DATA EXTRACT.
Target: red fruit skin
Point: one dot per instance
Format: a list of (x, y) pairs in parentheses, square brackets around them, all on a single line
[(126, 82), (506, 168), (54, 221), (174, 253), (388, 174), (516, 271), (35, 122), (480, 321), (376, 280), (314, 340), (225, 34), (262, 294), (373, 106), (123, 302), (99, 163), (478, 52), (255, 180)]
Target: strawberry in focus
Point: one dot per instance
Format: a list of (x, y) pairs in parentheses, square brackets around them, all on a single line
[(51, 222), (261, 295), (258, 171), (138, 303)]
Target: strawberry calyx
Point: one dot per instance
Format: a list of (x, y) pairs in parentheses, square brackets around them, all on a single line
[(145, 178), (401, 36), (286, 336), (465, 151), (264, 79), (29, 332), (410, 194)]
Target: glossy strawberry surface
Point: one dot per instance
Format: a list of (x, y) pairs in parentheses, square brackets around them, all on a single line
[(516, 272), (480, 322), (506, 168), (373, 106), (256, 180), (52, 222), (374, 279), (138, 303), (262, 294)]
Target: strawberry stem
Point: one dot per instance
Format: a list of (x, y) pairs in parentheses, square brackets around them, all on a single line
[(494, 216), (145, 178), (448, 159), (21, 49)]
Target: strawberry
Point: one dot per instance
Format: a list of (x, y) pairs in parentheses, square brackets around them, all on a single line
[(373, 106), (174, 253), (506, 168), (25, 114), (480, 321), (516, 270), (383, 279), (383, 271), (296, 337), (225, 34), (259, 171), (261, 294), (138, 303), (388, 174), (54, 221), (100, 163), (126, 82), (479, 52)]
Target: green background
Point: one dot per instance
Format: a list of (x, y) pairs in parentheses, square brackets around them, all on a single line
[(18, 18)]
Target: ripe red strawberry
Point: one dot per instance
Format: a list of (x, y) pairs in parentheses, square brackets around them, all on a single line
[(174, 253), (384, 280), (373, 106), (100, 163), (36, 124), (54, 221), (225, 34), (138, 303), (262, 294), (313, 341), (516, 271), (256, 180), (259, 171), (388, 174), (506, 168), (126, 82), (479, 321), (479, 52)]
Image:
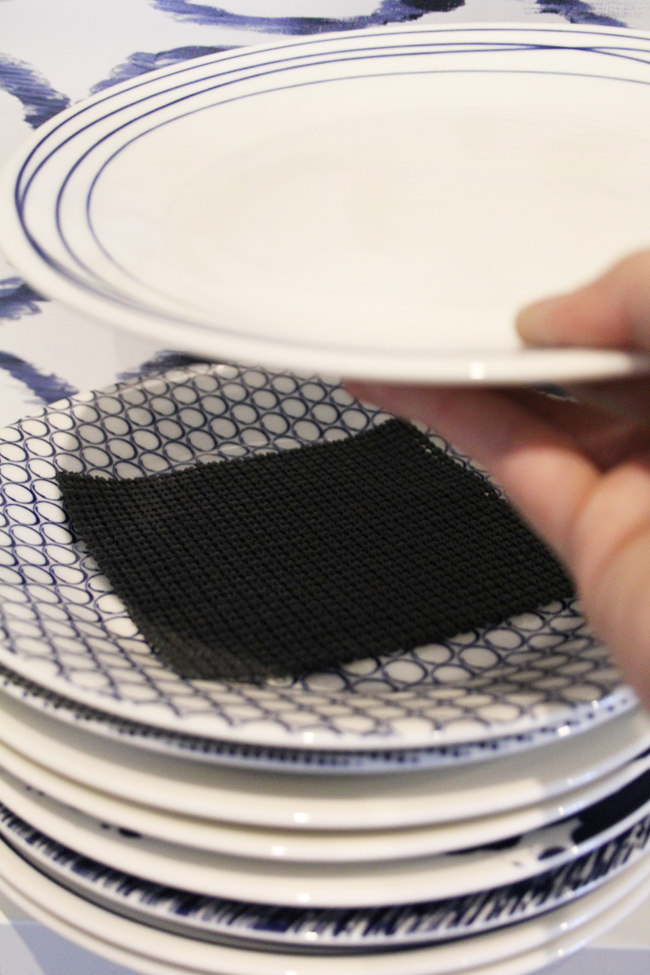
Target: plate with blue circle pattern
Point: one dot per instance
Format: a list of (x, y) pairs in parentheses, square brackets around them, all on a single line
[(64, 630)]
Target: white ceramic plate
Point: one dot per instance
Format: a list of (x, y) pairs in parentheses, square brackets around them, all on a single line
[(376, 203), (320, 802), (63, 628), (604, 838), (607, 904), (522, 964), (308, 846), (268, 758), (331, 929)]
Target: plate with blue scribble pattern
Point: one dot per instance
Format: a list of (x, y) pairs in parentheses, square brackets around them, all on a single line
[(377, 203), (64, 630), (552, 867)]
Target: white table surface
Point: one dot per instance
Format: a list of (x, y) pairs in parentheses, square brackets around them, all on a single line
[(55, 52)]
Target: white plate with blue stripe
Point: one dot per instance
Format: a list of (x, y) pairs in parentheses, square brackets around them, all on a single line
[(374, 203), (512, 951)]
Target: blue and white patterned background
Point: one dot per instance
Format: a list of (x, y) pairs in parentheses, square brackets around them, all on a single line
[(55, 52)]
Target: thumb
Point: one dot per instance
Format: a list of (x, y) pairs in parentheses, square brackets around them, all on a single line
[(612, 312)]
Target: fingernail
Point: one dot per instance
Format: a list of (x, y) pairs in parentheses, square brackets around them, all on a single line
[(535, 321)]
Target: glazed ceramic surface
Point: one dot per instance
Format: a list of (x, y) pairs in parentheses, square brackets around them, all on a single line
[(607, 904), (64, 629), (307, 203), (304, 846), (512, 845), (268, 758), (450, 895), (320, 802)]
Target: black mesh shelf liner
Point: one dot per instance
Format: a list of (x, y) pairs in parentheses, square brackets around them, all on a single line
[(285, 564)]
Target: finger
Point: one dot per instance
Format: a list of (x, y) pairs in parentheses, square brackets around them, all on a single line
[(599, 524), (606, 439), (626, 398), (538, 466), (611, 312)]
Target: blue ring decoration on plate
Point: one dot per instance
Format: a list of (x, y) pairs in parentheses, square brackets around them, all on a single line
[(233, 68), (348, 930), (65, 630)]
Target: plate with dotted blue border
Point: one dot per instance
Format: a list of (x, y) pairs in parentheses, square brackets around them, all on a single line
[(376, 203), (64, 629), (560, 932)]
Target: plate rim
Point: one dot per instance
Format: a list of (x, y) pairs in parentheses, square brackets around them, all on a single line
[(526, 365)]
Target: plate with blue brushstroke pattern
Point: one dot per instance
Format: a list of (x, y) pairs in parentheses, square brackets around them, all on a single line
[(512, 951)]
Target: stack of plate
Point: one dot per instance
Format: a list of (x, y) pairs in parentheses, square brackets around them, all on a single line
[(479, 805), (495, 786)]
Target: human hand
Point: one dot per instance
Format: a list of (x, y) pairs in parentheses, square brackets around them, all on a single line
[(578, 471)]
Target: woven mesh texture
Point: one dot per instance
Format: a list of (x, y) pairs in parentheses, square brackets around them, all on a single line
[(285, 564)]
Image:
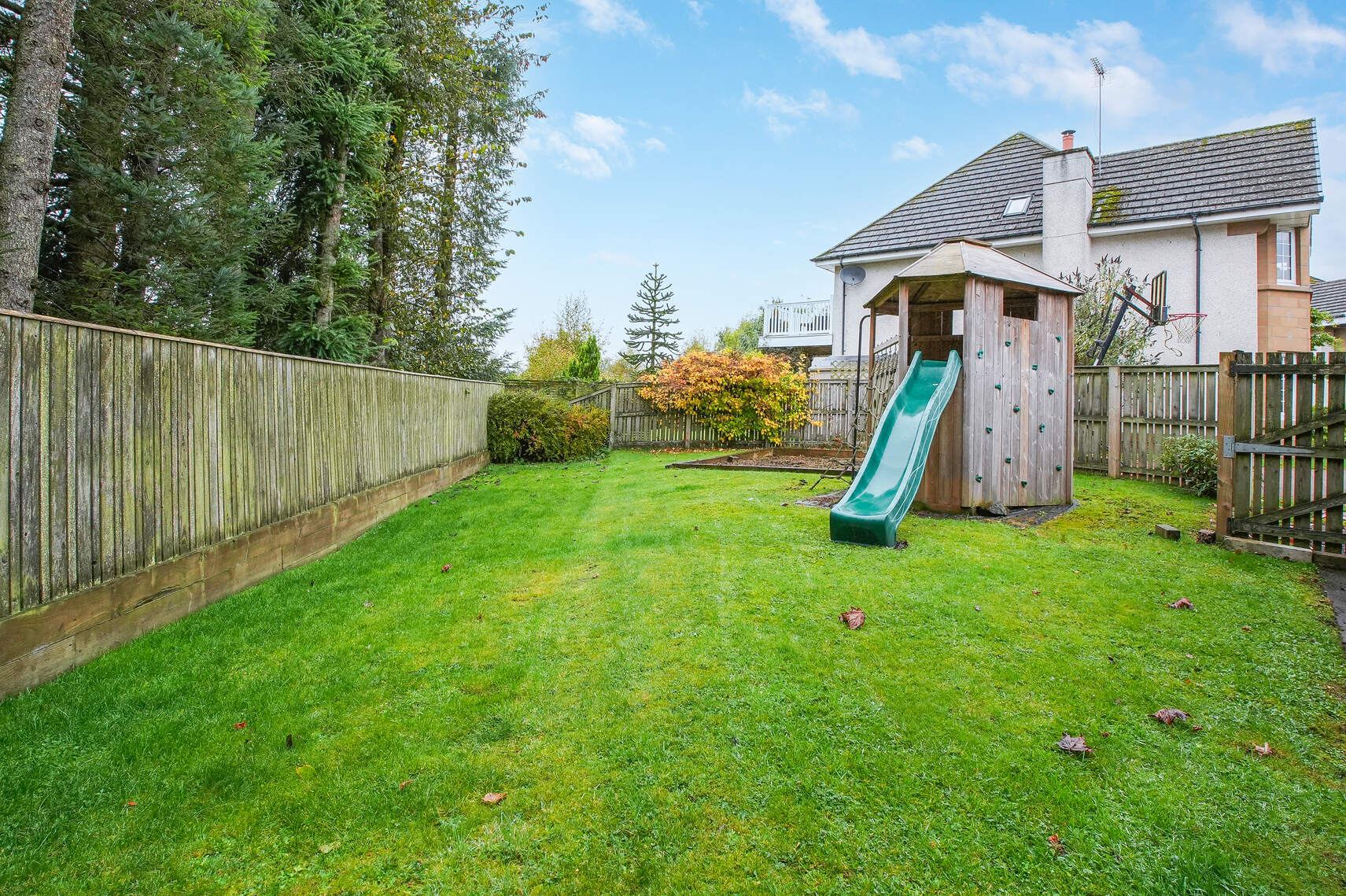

YOUR GOAL.
Only the count, no other text: how many lines in the listing above hold "strawberry"?

SOLUTION FOR THIS TASK.
6